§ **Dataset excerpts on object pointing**
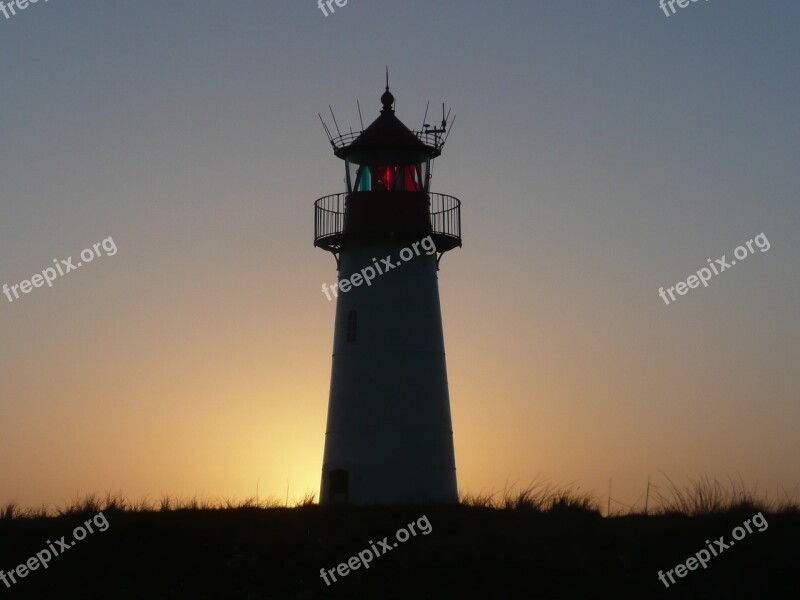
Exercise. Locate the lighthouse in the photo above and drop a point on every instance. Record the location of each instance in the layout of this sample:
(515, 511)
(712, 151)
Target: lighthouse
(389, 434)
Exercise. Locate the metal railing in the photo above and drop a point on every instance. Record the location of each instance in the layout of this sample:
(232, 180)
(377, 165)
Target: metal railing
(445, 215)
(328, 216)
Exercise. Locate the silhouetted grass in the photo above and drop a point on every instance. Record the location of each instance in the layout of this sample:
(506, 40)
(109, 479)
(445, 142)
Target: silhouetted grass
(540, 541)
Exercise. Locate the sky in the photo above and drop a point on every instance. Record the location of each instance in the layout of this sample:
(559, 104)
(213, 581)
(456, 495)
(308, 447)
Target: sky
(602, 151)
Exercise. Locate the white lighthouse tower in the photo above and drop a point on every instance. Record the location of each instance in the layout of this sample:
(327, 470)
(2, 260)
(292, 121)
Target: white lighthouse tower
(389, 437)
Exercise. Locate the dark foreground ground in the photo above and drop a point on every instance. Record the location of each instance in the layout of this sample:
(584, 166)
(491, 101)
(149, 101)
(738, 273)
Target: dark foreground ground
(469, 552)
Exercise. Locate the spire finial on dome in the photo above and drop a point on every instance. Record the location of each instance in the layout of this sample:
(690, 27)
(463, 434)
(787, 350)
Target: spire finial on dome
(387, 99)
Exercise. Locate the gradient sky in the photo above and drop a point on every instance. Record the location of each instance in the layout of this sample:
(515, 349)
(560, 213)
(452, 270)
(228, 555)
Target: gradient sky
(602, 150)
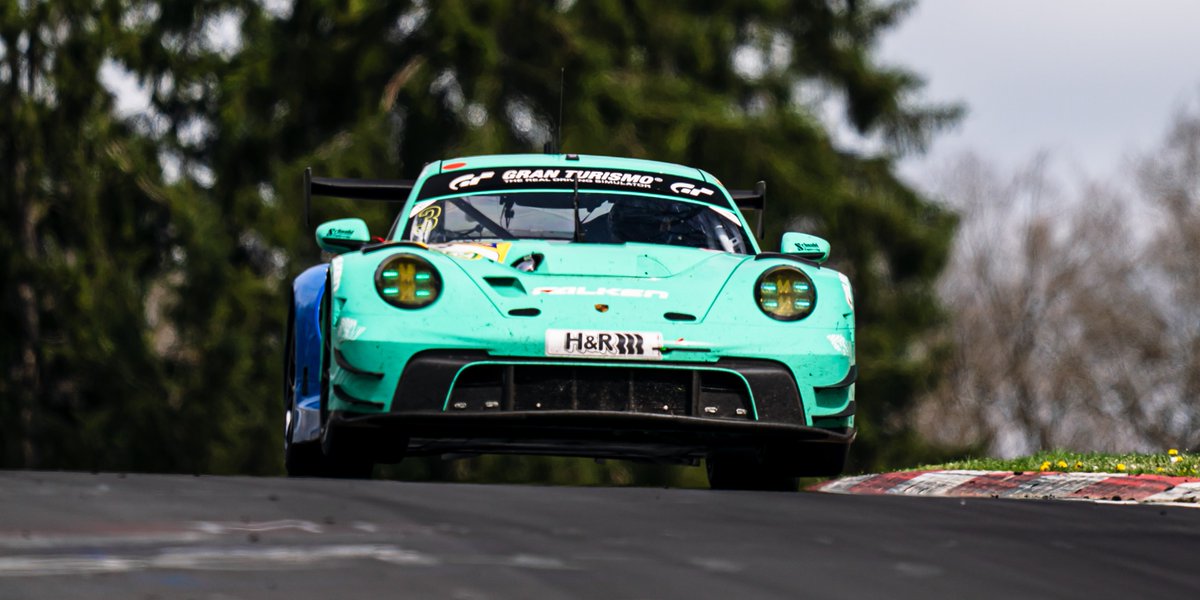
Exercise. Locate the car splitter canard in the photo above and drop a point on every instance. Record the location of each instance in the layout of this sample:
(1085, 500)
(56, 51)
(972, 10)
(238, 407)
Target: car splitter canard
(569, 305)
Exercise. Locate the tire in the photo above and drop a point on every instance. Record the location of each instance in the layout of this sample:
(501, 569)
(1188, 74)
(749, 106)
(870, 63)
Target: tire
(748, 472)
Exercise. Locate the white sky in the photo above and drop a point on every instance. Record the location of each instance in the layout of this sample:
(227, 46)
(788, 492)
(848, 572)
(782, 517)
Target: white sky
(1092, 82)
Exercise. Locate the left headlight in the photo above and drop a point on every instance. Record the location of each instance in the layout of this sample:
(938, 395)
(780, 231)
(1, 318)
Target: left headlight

§ **Objective**
Copy every item above word for word, leaving out the pictures.

§ **Right answer**
Exercise. Locate the lighthouse in the photo above and drop a point on every instance. Record the location of each instance in the layout of this sample:
(515, 511)
(712, 151)
Target: lighthouse
(389, 434)
Exercise. Locate the metal railing in the photo above and drop a point on every instance. Record the location of each instance in the layout of this sample:
(232, 180)
(377, 165)
Target: metal railing
(445, 215)
(328, 216)
Exercise. Locate the silhouetted grass in the photo above and drop a point on every instance. Record the location of each instance in the layout of this sample:
(506, 40)
(109, 479)
(445, 142)
Target: silhouetted grass
(540, 541)
Exercise. Locate the sky in the photo above and drop a point on every instance. Record the location of each instance in the layout of this sample:
(559, 104)
(213, 581)
(456, 495)
(308, 447)
Target: sky
(602, 151)
Exercise. Locate the white lighthouse tower in the photo above and drop a point on every instance. Record the location of each instance in the layout of this sample:
(327, 470)
(2, 260)
(292, 121)
Target: white lighthouse tower
(389, 437)
Exercise. Locate the dark foreground ground in the photo above and drop a point on every instance. Record the location of each instance in the layout of this sample:
(584, 166)
(491, 101)
(149, 101)
(738, 273)
Target: dark foreground ground
(469, 552)
Exercise. Locate the spire finial on dome in the photo above and drop a point on every instance. Record the location of each instance in the layout of this sample:
(690, 27)
(463, 434)
(787, 350)
Target: spire finial on dome
(387, 99)
Exercise. Locate the gradient sky in the photo above and drop a point on every instance. Record the location of each instance in the layout of this sample:
(515, 349)
(560, 213)
(452, 270)
(228, 555)
Target: gradient sky
(602, 150)
Exercise. Locate the car splitter canard in the photo above and drop a point on every instance. Record the location of each instance in the layout of this sample:
(1085, 500)
(56, 51)
(972, 10)
(238, 407)
Target: car splitter canard
(569, 305)
Exercise. Locate the tire in the photo above and drop a point on every instance. Record the location of each instance in the layout of this sample:
(501, 569)
(1188, 74)
(749, 106)
(870, 63)
Target: tire
(748, 472)
Exercise. Locate the white sky in the photo above and drop a point on every instance. Record the location of each instance in the layout of this sample:
(227, 46)
(788, 492)
(848, 572)
(782, 517)
Target: white sky
(1092, 82)
Exercise. Locate the left headlight in the photo above and drop a point on every instance. Record the location of each instance in the layout of this sample:
(938, 395)
(780, 231)
(1, 318)
Target: left headlight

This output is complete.